[WHAT THE TASK REQUIRES] Reproduce without alteration the lines of the data between the line containing "of the rough" and the line containing "Target: rough gray bark", inclusive.

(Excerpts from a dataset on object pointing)
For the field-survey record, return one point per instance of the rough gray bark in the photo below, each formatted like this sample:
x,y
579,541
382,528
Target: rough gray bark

* * *

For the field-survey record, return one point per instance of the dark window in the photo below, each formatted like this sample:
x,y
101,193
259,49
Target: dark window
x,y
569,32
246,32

==

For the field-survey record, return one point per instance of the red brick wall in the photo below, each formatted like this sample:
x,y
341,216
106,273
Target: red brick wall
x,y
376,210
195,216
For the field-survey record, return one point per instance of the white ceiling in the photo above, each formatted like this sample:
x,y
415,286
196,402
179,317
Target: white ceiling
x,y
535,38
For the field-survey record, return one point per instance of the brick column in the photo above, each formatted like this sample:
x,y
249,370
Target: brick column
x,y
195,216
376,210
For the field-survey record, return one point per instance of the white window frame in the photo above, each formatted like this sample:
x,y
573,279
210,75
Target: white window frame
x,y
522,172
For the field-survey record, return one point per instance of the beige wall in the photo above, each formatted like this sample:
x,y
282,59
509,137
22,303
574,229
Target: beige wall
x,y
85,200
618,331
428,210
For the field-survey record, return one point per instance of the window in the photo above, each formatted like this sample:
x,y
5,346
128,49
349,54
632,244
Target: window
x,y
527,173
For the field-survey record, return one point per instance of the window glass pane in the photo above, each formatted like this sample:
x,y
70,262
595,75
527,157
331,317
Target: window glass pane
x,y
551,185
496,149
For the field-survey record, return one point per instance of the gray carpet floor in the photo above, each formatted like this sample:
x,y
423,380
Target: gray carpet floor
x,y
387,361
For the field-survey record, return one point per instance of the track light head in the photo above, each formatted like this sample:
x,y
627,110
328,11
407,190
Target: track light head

[SOLUTION FOR THIS TASK]
For the field-survey record, return one point per instance of the rough gray bark in the photo below, each formatted like this sample:
x,y
579,541
382,528
Target: rough gray bark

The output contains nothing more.